• [Exercise aim]: Down to the last line, write out the entries below exactly and omit all pictures.

• [Source records]:
*** Begin section ***
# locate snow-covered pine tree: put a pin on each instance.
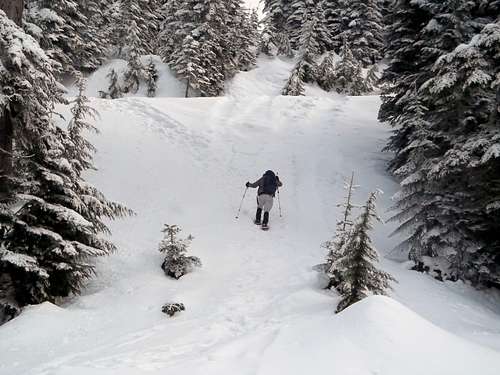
(299, 13)
(444, 195)
(326, 72)
(115, 90)
(135, 70)
(465, 111)
(295, 83)
(214, 25)
(306, 68)
(66, 34)
(342, 233)
(276, 13)
(190, 67)
(407, 70)
(372, 79)
(152, 76)
(337, 22)
(347, 78)
(246, 39)
(147, 26)
(364, 32)
(177, 263)
(359, 277)
(175, 26)
(269, 40)
(309, 49)
(48, 243)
*** End section ***
• [Response to this task]:
# locate snow-covered pine tree: put a pin on each instance.
(299, 13)
(444, 195)
(326, 72)
(115, 90)
(135, 70)
(465, 111)
(295, 83)
(214, 25)
(306, 68)
(66, 34)
(342, 233)
(276, 13)
(190, 67)
(407, 70)
(372, 79)
(152, 76)
(337, 22)
(347, 78)
(246, 39)
(147, 26)
(364, 32)
(177, 263)
(359, 277)
(175, 26)
(269, 40)
(309, 49)
(48, 243)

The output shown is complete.